EXCERPT:
——————————

A fad diet or diet cult is a diet that makes promises of weight loss or other health advantages such as longer life without backing by solid science, and in many cases are characterized by highly restrictive or unusual food choices. Celebrity endorsements are frequently used to promote fad diets, which may generate significant revenue for the creators from the sale of associated products.
Video Fad diet
Description
A competitive market for "healthy diets" arose in the 19th century developed world, as migration and industrialization and commodification of food supplies began eroding adherence to traditional ethnocultural diets, and the health consequences of pleasure-based diets were becoming apparent. As Matt Fitzgerald describes it:
This modern cult of healthy eating is made up of innumerable sub-cults that are constantly vying for superiority. ...Like consumer products in commercial markets, each of these diets has a brand name and is advertised as being better than competing brands. The recruiting programs of the healthy-diet cults consist almost entirely of efforts to convince prospective followers that their diet is the One True Way to eat for maximum physical health.... The specific cult whose "science"-backed schtick a person finds most convincing usually depends on his or her identity biases.
The modern fad diet originated in the 1930s. These diets are generally restrictive, and are characterized by promises of fast weight loss or great physical health, and which are not grounded in sound science. One sign of fad diets is a requirement to purchase associated products and pay to attend seminars in order to gain the benefits of the diet.

——————————

INFORMATION SHOWN:

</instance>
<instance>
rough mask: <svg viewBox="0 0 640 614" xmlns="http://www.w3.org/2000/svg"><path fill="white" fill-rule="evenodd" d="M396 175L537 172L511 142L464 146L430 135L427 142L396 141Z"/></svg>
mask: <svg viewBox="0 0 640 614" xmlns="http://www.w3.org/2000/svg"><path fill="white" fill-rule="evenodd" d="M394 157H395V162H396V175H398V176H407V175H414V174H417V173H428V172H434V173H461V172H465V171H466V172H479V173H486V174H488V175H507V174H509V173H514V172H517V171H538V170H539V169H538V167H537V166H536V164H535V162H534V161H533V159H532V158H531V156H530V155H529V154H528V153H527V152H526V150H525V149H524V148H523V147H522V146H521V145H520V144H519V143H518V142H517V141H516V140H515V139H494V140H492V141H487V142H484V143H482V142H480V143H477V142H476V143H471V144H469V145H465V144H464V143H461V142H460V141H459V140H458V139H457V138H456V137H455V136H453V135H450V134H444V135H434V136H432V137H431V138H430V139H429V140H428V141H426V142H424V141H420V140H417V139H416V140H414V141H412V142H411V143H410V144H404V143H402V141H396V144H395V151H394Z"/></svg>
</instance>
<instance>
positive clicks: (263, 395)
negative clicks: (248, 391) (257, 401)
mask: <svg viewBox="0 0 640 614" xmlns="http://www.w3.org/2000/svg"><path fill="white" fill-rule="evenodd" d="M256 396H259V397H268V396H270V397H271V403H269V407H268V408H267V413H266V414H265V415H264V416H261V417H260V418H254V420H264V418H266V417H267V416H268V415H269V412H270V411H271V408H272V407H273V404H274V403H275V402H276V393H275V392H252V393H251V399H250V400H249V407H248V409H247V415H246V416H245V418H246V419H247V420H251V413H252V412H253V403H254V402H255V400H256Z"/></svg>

——————————

EXERCISE TASKS:
1/ Please revise the fad diet text from "A fad diet or" up to and including "of associated products.", putting "profit" in place of "revenue".
2/ According to the fad diet text, what began eroding adherence to traditional ethnocultural diets? List every factor.
None of the data is needed here.

OUTPUTS IN ORDER:
1/
A fad diet or diet cult is a diet that makes promises of weight loss or other health advantages such as longer life without backing by solid science, and in many cases are characterized by highly restrictive or unusual food choices. Celebrity endorsements are frequently used to promote fad diets, which may generate significant profit for the creators from the sale of associated products.

2/
- migration
- industrialization
- commodification of food supplies